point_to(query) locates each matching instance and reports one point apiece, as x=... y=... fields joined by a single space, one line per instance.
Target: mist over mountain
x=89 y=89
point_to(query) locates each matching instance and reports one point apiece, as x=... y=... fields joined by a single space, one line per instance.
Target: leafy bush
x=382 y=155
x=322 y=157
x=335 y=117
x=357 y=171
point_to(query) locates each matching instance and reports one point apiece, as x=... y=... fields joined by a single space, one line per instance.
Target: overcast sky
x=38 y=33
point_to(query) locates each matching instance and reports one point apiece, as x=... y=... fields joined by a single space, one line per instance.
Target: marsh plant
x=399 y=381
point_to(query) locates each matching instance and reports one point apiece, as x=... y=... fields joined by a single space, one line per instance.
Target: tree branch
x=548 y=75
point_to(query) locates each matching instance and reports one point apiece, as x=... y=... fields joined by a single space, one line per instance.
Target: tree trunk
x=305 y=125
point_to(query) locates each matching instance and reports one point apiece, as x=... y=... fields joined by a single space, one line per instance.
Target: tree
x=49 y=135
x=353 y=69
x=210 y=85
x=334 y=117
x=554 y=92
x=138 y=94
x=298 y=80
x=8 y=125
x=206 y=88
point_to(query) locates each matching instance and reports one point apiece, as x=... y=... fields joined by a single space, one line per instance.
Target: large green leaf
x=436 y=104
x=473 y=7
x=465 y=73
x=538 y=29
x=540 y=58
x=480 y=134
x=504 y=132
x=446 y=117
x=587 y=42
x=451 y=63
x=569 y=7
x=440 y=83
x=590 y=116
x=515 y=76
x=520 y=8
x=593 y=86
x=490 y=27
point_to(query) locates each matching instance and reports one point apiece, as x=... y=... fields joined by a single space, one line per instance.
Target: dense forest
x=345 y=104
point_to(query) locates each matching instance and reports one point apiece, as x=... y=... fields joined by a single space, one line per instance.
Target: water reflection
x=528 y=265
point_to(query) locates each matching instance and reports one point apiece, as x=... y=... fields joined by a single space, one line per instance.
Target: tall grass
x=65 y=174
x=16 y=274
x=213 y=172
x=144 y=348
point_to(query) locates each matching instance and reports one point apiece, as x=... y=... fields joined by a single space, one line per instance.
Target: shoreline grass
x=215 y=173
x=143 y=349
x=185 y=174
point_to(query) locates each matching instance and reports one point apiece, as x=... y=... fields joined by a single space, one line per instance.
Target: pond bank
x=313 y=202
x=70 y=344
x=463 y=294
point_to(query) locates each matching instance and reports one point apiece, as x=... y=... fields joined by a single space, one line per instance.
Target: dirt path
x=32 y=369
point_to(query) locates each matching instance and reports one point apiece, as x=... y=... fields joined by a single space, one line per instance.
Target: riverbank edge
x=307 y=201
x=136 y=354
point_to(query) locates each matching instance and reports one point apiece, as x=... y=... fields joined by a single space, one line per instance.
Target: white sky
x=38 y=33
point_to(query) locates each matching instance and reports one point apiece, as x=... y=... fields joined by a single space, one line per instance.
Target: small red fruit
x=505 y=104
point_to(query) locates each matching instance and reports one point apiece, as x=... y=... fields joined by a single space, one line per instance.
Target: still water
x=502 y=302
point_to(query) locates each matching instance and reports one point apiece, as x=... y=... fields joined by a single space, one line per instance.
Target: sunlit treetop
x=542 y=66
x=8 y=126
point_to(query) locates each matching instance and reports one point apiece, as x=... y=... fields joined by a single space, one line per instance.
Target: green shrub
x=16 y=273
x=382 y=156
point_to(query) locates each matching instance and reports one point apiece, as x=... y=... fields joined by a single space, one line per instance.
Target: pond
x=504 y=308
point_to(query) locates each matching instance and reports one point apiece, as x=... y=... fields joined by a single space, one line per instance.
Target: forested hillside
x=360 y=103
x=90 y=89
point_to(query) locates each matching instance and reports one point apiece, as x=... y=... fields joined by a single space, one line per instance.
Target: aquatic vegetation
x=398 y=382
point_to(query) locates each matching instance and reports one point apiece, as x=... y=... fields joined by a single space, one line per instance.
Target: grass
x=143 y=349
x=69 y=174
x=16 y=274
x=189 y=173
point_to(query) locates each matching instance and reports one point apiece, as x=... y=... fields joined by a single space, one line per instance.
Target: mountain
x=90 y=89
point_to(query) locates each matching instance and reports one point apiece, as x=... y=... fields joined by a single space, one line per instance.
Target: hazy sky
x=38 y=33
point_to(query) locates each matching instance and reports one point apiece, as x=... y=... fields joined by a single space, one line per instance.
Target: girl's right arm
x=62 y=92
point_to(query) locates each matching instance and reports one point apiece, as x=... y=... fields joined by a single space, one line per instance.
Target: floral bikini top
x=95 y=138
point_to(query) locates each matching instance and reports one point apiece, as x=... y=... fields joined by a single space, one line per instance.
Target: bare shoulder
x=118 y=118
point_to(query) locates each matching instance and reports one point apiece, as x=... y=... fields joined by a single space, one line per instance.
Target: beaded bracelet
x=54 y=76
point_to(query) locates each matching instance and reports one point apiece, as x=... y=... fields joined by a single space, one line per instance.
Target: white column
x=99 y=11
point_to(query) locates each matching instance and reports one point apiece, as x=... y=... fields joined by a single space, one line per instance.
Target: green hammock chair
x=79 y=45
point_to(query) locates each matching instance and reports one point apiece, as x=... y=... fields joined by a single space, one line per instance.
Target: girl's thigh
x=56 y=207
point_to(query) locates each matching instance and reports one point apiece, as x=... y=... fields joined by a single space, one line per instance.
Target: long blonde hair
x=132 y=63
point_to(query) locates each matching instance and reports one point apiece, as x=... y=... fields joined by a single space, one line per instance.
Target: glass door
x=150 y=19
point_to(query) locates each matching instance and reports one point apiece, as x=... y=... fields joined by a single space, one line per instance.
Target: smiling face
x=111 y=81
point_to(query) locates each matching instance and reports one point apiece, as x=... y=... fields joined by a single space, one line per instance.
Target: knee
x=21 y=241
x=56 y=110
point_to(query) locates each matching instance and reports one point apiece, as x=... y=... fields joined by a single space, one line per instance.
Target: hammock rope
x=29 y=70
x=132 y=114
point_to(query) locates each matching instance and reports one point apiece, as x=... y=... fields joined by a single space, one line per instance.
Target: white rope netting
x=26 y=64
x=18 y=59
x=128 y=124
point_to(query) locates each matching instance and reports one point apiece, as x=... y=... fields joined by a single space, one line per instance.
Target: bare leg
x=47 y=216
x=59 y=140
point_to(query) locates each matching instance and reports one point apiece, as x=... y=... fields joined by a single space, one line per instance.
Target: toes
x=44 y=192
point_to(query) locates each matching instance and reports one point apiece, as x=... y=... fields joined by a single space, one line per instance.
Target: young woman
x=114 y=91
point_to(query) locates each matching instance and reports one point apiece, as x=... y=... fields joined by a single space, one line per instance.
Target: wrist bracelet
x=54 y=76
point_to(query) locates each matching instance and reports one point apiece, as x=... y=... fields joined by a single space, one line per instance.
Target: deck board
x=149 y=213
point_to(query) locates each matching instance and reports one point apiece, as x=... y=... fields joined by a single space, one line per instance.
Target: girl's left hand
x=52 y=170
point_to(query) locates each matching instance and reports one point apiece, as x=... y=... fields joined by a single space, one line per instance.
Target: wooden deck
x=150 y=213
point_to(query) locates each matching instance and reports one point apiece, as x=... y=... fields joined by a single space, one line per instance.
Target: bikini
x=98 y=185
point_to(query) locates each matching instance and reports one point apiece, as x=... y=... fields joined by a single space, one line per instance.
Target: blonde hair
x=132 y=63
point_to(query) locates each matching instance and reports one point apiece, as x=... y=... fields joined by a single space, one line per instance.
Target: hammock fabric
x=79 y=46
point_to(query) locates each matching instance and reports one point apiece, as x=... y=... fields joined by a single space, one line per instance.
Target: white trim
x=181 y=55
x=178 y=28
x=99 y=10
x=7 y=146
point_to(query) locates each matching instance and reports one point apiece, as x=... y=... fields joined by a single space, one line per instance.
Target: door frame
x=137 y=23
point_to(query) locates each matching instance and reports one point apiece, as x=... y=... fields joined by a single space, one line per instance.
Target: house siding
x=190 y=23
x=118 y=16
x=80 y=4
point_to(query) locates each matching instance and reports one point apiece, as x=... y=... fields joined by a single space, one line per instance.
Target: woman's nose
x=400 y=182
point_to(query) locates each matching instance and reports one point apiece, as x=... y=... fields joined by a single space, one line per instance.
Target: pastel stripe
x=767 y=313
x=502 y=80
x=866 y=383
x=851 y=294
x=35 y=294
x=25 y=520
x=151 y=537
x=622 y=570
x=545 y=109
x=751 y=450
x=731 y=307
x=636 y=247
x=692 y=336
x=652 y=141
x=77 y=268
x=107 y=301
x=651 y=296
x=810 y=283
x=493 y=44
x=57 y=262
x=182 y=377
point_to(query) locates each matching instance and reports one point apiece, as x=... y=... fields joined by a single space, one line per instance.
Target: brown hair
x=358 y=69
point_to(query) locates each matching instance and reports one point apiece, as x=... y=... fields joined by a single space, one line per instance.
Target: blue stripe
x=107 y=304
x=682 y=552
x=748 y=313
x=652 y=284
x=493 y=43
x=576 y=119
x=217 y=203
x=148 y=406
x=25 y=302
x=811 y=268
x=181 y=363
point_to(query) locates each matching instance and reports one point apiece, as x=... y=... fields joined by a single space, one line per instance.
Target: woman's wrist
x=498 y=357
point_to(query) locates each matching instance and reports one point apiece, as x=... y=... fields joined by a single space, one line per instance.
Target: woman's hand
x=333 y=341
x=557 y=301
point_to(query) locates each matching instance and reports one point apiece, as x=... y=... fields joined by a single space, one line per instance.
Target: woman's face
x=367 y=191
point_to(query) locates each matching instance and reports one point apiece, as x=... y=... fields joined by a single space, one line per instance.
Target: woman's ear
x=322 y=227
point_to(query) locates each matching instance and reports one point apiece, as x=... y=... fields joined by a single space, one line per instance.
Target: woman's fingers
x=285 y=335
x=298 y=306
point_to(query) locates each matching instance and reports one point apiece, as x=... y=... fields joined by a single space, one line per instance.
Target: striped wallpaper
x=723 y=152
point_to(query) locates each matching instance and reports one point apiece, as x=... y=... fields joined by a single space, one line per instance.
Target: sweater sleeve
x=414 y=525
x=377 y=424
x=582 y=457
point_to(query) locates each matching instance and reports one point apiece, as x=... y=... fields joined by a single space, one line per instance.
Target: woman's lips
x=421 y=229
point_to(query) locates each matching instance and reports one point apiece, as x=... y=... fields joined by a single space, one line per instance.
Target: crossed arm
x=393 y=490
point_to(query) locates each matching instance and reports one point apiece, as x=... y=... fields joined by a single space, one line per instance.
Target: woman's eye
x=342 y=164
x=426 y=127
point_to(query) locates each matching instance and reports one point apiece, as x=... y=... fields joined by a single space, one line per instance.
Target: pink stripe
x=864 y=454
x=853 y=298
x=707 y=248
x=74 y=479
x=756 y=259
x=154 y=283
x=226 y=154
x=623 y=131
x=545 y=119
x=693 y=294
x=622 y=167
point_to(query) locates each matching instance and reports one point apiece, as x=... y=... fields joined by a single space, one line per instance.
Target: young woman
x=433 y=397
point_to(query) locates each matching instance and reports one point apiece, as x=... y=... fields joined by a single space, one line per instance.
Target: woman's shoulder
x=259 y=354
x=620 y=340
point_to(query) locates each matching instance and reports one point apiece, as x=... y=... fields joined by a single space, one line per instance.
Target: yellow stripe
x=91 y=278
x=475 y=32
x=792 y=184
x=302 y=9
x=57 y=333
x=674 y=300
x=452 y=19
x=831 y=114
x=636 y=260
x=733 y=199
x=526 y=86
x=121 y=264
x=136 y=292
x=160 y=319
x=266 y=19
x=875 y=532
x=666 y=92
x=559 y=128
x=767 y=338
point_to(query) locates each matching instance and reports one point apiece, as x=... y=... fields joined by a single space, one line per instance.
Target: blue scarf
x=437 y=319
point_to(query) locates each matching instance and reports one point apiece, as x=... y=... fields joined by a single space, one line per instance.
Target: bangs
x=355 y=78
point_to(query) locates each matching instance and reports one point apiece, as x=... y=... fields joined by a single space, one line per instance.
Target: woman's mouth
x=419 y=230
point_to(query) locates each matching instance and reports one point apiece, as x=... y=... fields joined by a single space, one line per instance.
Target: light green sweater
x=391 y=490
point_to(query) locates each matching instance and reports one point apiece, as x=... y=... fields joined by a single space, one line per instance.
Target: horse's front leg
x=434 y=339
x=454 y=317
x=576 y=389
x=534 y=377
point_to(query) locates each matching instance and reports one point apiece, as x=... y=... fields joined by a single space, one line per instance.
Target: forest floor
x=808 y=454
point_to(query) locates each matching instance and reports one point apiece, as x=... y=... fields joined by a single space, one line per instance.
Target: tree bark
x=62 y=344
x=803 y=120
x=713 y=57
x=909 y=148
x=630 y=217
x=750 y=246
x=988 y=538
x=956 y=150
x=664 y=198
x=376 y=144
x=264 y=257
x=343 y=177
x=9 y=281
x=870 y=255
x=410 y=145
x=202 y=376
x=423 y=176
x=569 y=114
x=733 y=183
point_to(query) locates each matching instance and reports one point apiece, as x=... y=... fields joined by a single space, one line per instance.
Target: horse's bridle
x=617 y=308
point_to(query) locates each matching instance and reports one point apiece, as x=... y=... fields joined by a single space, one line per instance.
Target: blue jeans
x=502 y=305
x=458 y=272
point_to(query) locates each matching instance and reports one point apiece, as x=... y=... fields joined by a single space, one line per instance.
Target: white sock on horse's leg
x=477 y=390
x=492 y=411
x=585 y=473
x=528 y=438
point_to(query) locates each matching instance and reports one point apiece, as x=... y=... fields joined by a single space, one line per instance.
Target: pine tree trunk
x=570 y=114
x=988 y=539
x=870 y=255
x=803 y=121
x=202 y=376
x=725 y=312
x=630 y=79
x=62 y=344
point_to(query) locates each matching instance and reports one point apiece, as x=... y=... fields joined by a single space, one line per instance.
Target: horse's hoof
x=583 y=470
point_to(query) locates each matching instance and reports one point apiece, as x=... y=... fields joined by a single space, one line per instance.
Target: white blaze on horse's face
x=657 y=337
::::::
** YOUR GOAL **
Rewrite the items from the start of the records through the line with "x=144 y=348", changing every "Target" to "Label" and leaving everything else as it is.

** FULL OUTPUT **
point_to(query) locates each matching instance and reports one point apiece, as x=... y=... fields joined by a single space, one line per instance.
Label: mist over mountain
x=89 y=89
point_to(query) locates each matching instance and reports one point apiece, as x=... y=... fields joined by a single space, one line per instance.
Label: leafy bush
x=382 y=155
x=322 y=157
x=335 y=117
x=357 y=171
point_to(query) locates each matching instance and reports one point apiece, as x=... y=... fields joined by a single space, one line per instance.
Label: overcast sky
x=38 y=33
point_to(query) locates each matching instance and reports one point apiece, as x=... y=... fields joined by a single space, one line per instance.
Label: marsh plant
x=399 y=381
point_to(query) locates each matching instance and reports one point apiece, as x=... y=... fields joined by a single space, one line per instance.
Label: tree branch
x=548 y=75
point_to(query) locates each matching instance and reports one point apiece, as x=... y=... fields joined by a single space, one line per instance.
Label: tree trunk
x=305 y=125
point_to(query) locates each matching instance and reports one point apiece, as x=... y=... fields joined by a single space, one line per instance.
Label: tree
x=49 y=135
x=353 y=69
x=210 y=85
x=334 y=117
x=554 y=92
x=138 y=94
x=298 y=80
x=8 y=125
x=206 y=88
point_to(query) locates each matching instance and reports one point apiece, as x=... y=... fields joined by a single space, one line per instance.
Label: large green leaf
x=436 y=104
x=473 y=7
x=465 y=73
x=538 y=29
x=540 y=58
x=480 y=134
x=504 y=132
x=446 y=117
x=587 y=42
x=451 y=63
x=569 y=7
x=440 y=83
x=590 y=116
x=515 y=76
x=520 y=8
x=593 y=86
x=490 y=27
point_to(query) locates each matching instance and reports one point apiece, as x=... y=... fields joined by a single space, one line per instance.
Label: dense forest
x=345 y=104
point_to(query) locates each matching instance and reports one point apiece, as x=... y=... fields joined by a single space, one line per instance.
Label: water reflection
x=528 y=265
point_to(query) locates each matching instance and reports one point apiece, as x=... y=... fields joined by a single space, one line per instance.
Label: tall grass
x=65 y=174
x=16 y=274
x=213 y=172
x=144 y=348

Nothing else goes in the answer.